**TASK DIRECTIONS:** Drop every image and restate the entries below word for word.

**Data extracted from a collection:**
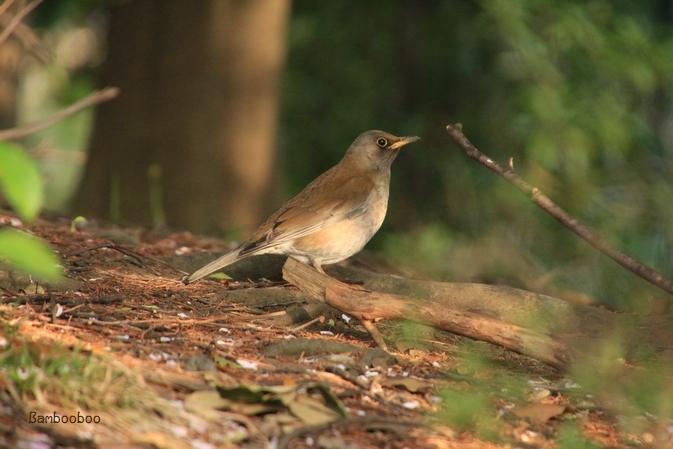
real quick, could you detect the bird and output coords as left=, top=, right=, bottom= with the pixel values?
left=183, top=130, right=420, bottom=284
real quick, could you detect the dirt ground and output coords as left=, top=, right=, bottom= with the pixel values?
left=0, top=212, right=668, bottom=448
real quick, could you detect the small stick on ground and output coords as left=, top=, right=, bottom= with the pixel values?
left=278, top=417, right=427, bottom=449
left=361, top=319, right=388, bottom=351
left=64, top=242, right=188, bottom=275
left=446, top=123, right=673, bottom=297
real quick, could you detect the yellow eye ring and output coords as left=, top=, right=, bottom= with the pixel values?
left=376, top=138, right=388, bottom=147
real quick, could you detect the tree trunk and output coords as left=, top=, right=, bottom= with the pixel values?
left=73, top=0, right=289, bottom=235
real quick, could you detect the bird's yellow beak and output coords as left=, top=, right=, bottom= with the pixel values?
left=389, top=136, right=421, bottom=150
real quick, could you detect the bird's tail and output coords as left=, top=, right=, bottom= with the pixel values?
left=183, top=248, right=243, bottom=284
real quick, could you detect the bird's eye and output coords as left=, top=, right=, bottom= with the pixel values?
left=376, top=138, right=388, bottom=147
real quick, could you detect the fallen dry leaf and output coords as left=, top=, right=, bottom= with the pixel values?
left=512, top=403, right=566, bottom=424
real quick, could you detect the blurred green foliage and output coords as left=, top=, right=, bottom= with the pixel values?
left=570, top=337, right=673, bottom=434
left=439, top=386, right=495, bottom=436
left=0, top=141, right=62, bottom=282
left=0, top=228, right=61, bottom=283
left=557, top=424, right=602, bottom=449
left=282, top=0, right=673, bottom=311
left=21, top=51, right=97, bottom=212
left=0, top=141, right=44, bottom=222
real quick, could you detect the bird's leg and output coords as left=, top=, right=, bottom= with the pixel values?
left=310, top=259, right=326, bottom=275
left=309, top=259, right=369, bottom=289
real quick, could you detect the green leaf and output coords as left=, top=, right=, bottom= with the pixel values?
left=70, top=216, right=87, bottom=231
left=0, top=228, right=62, bottom=282
left=0, top=141, right=43, bottom=223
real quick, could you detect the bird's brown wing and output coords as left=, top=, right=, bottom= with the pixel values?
left=240, top=171, right=375, bottom=256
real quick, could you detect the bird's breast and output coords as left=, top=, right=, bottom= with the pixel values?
left=289, top=178, right=390, bottom=264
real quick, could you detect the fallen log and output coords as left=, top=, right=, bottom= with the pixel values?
left=282, top=259, right=673, bottom=369
left=283, top=258, right=572, bottom=370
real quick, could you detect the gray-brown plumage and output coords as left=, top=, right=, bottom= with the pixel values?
left=184, top=130, right=419, bottom=284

**EXERCISE OUTPUT:**
real quick, could you detect the bird and output coords as left=, top=, right=, bottom= with the pixel values?
left=183, top=130, right=420, bottom=284
real quick, could you detect the dirt ground and output coords as left=, top=, right=, bottom= with the pixel values?
left=0, top=212, right=668, bottom=448
real quick, could you detect the small stick on ground and output coords as left=, top=, right=, bottom= with the pixel values?
left=278, top=417, right=427, bottom=449
left=361, top=319, right=388, bottom=351
left=64, top=242, right=188, bottom=275
left=446, top=123, right=673, bottom=297
real quick, could you detect the yellow eye ring and output coords as left=, top=, right=, bottom= with the pixel values?
left=376, top=138, right=388, bottom=147
real quick, could you detect the tree trunk and output coords as left=, top=, right=, bottom= with the pixel values?
left=73, top=0, right=289, bottom=235
real quick, could you detect the bird's yellow beak and output coords as left=, top=, right=, bottom= with the pixel values?
left=389, top=136, right=421, bottom=150
real quick, could you detect the bird's tail and output coords as left=, top=, right=, bottom= with the pixel values?
left=183, top=248, right=243, bottom=284
real quick, could you detect the bird's eye and output coords as left=, top=, right=, bottom= with the pixel values?
left=376, top=138, right=388, bottom=147
real quick, could you detect the fallen dry leaf and output coords as left=, top=, right=, bottom= with the pixel values?
left=512, top=403, right=566, bottom=424
real quick, could you detect the blurred green foliage and output coords as left=, top=, right=, bottom= with the pixel values?
left=570, top=337, right=673, bottom=434
left=439, top=386, right=495, bottom=436
left=0, top=141, right=62, bottom=282
left=0, top=228, right=61, bottom=283
left=557, top=424, right=602, bottom=449
left=282, top=0, right=673, bottom=311
left=21, top=51, right=97, bottom=212
left=0, top=141, right=44, bottom=222
real quick, could you detect the bird's leg and output coords as left=, top=, right=, bottom= with the pixel values?
left=310, top=259, right=326, bottom=275
left=309, top=259, right=369, bottom=289
real quick, could you detect the green leaf and output coords as left=, top=, right=, bottom= with the pixel values?
left=70, top=216, right=87, bottom=231
left=0, top=228, right=62, bottom=282
left=0, top=141, right=43, bottom=223
real quick, could you detect the bird's brown wing and output coords as left=, top=, right=, bottom= with the pixel values?
left=240, top=171, right=375, bottom=256
real quick, could you detect the bird's breast and output coords as left=, top=, right=, bottom= with the pixel values?
left=289, top=178, right=390, bottom=264
real quick, could you detect the fallen log and output coords as left=, top=, right=, bottom= with the pixel values?
left=282, top=259, right=673, bottom=369
left=283, top=258, right=572, bottom=370
real quick, could you detect the gray-brown plumage and output coords as left=, top=, right=, bottom= with the pixel values?
left=184, top=130, right=419, bottom=284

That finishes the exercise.